### Exercices à réaliser
• A. Résumez en deux phrases le texte sur le droit au respect des biens.
• B. Répondez aux questions suivantes à partir du texte sur le droit au respect des biens.
(i) Pour quelle cause une personne peut-elle être privée de sa propriété ?
(ii) Quelles qualités les lois assurant le paiement des impôts et taxes doivent-elles présenter ?
(iii) Dans quels cas l'obligation financière née d'un impôt peut-elle porter atteinte au respect des biens ?
• C. Prolongez le texte sur le droit au respect des biens à partir de la fin de son dernier paragraphe.

### Texte
^^^^^^^^

7. En quatrième lieu, aux termes de l'article 1er du protocole additionnel n°1 à la convention : " Toute personne physique ou morale a droit au respect de ses biens. Nul ne peut être privé de sa propriété que pour cause d'utilité publique et dans les conditions prévues par la loi et les principes généraux du droit international. Les dispositions précédentes ne portent pas atteinte au droit que possèdent les États de mettre en vigueur les lois qu'ils jugent nécessaires pour réglementer l'usage des biens conformément à l'intérêt général ou pour assurer le paiement des impôts ou d'autres contributions ou des amendes ".

8. Il résulte des termes mêmes de cet article que le droit au respect de ses biens reconnu à toute personne physique ou morale ne porte pas atteinte au droit de chaque Etat partie à ce protocole additionnel de mettre en œuvre les lois qu'il juge nécessaires pour assurer le paiement des impôts et taxes dès lors que celles-ci sont suffisamment accessibles, précises et prévisibles. L'imposition ou taxation d'une personne ne saurait être regardée comme portant par elle-même atteinte au respect des biens au sens de l'article 1er de ce protocole. Toutefois, l'obligation financière née du prélèvement d'un impôt ou d'une taxe peut porter une telle atteinte si elle revêt un caractère confiscatoire ou si elle impose une charge manifestement disproportionnée par rapport à l'objectif poursuivi.

^^^^^^^^

### Matériaux sources
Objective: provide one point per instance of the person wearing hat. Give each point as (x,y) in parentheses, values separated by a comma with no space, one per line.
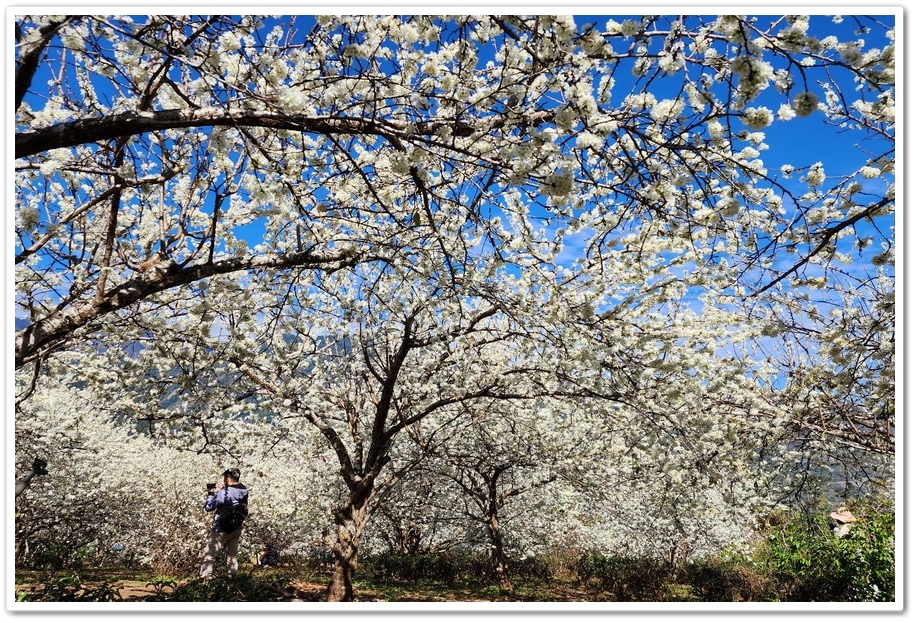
(229,505)
(842,518)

^^^^^^^^

### Réponses attendues
• A. L'article 1er du protocole additionnel n°1 à la convention garantit à toute personne physique ou morale le respect de ses biens, sans porter atteinte au droit des États de réglementer l'usage des biens et d'assurer le paiement des impôts. Une imposition ne porte donc pas en elle-même atteinte à ce droit, sauf si l'obligation financière qui en découle revêt un caractère confiscatoire ou impose une charge manifestement disproportionnée par rapport à l'objectif poursuivi.

• B.
(i) Pour cause d'utilité publique, dans les conditions prévues par la loi et les principes généraux du droit international.
(ii) Elles doivent être suffisamment accessibles, précises et prévisibles.
(iii) Si elle revêt un caractère confiscatoire ou si elle impose une charge manifestement disproportionnée par rapport à l'objectif poursuivi.

• C.
9. Les requérants, qui se bornent à faire valoir que la réintégration dans les revenus imposables de la part non déductible de la CSG et de la CRDS présenterait un caractère confiscatoire et porterait une atteinte disproportionnée au respect de leurs biens, n'apporte aucun élément précis permettant d'apprécier le bien-fondé du moyen qui, par suite, doit être écarté.

10. Il résulte de tout ce qui précède que les conclusions à fin de décharge doivent être rejetées ainsi que, par voie de conséquence, les conclusions tendant à l'application des dispositions de l'article L. 761-1 du code de justice administrative.

D E C I D E:

Article 1er : La requête de M. et Mme B est rejetée.

Article 2 : Le présent jugement sera notifié à M. C B et Mme A B et au ministre de l'économie, des finances et de la souveraineté industrielle et numérique.

Délibéré après l'audience du 5 juin 2024, à laquelle siégeaient :

Mme Vidal, présidente,

Mme Portes, première conseillère,

Mme Grossholz, première conseillère,

Rendu public par mise à disposition au greffe le 19 juin 2024.

La rapporteure,

C. PORTES

La présidente,

S. VIDALLa greffière,

S. RUBIRALTA

La République mande et ordonne au ministre de l'économie, des finances et de la souveraineté industrielle et numérique en ce qui le concerne ou à tous commissaires de justice à ce requis en ce qui concerne les voies de droit commun contre les parties privées, de pourvoir à l'exécution de la présente décision.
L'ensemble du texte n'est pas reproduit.